Source data =
........
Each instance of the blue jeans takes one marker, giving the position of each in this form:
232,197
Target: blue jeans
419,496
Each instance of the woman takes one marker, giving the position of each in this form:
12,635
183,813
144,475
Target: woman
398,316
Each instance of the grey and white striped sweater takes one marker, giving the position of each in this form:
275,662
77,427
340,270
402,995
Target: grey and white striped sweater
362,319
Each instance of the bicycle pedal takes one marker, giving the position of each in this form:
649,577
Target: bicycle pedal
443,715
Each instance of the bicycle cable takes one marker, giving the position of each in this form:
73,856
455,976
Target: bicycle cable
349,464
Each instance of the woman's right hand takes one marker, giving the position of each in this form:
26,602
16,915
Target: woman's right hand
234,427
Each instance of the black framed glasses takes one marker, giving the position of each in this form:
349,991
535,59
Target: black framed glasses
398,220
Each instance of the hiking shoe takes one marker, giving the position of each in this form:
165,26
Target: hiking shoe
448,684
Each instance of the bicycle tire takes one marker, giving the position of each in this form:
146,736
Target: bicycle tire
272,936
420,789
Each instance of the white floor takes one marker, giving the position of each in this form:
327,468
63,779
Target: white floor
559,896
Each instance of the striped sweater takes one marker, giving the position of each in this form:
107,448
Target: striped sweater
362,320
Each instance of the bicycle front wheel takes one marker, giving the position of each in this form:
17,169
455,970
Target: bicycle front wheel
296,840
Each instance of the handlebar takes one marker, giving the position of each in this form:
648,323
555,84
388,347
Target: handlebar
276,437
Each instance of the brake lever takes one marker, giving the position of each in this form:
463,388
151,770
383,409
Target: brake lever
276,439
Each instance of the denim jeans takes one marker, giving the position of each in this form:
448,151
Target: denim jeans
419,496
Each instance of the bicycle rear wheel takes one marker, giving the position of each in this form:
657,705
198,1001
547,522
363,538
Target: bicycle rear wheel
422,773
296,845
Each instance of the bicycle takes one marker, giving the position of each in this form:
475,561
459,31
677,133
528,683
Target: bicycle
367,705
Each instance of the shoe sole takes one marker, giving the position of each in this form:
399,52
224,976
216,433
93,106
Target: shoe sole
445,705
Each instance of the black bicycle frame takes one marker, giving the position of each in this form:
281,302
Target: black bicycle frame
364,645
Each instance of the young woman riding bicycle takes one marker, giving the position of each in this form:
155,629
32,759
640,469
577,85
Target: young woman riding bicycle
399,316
........
EXERCISE PROMPT = Would you retype the lines of the data above, from the one holding "Each instance of the bicycle rear" through its final line, exactly and without adding any other line?

COMPLETED EXERCISE =
Each instance of the bicycle rear wheel takes one marker, giving the position of each in this form:
657,705
198,1001
547,522
363,538
Target: bicycle rear wheel
422,773
296,845
Each instance of the bicycle takes one marker, giving the position of each in this form:
475,561
459,31
677,133
528,683
Target: bicycle
367,705
Each instance of the shoe sole takes one marker, giving the position of each in this form:
399,52
224,976
216,433
93,106
Target: shoe sole
445,705
Each instance of the black bicycle frame takes one marker, giving the position of each in this form:
281,302
Target: black bicycle frame
364,645
Each instance of the young woman riding bicycle takes one marker, giving the position of each in this form:
155,629
32,759
640,469
577,85
Target: young woman riding bicycle
399,316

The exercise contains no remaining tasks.